**What to produce:**
Reproduce every line of the material below, requests included, and shift each bounding-box coordinate in the results by adding 103 to it. Leave the pictures out.

Stored entries
****

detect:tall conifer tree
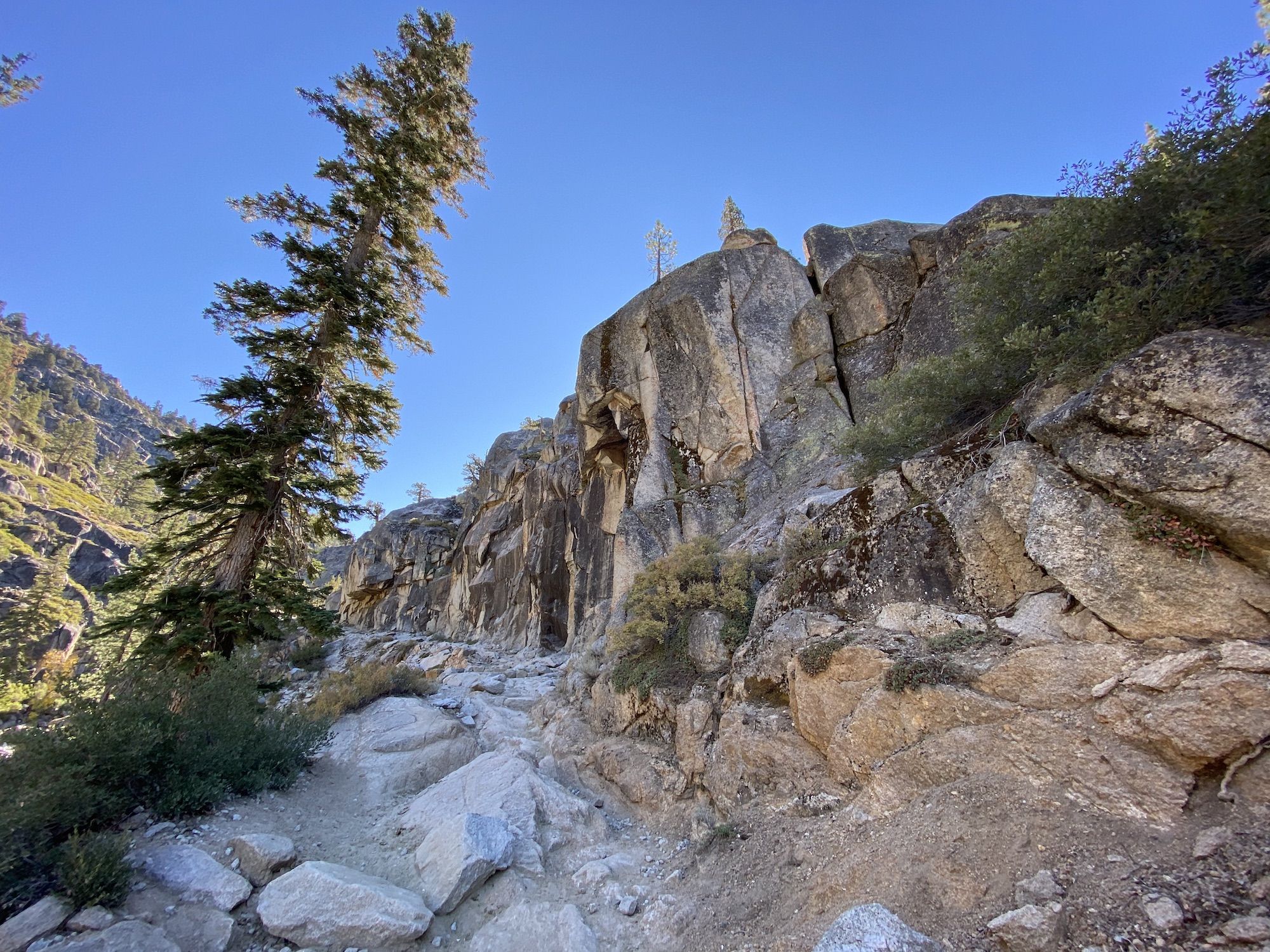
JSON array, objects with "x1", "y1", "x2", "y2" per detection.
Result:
[
  {"x1": 103, "y1": 10, "x2": 485, "y2": 664},
  {"x1": 644, "y1": 218, "x2": 679, "y2": 281},
  {"x1": 719, "y1": 195, "x2": 745, "y2": 241}
]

****

**Reply:**
detect:tall conifer tree
JSON array, objects with "x1", "y1", "x2", "y2" per detection.
Result:
[
  {"x1": 206, "y1": 113, "x2": 588, "y2": 767},
  {"x1": 747, "y1": 321, "x2": 782, "y2": 384},
  {"x1": 822, "y1": 298, "x2": 848, "y2": 344}
]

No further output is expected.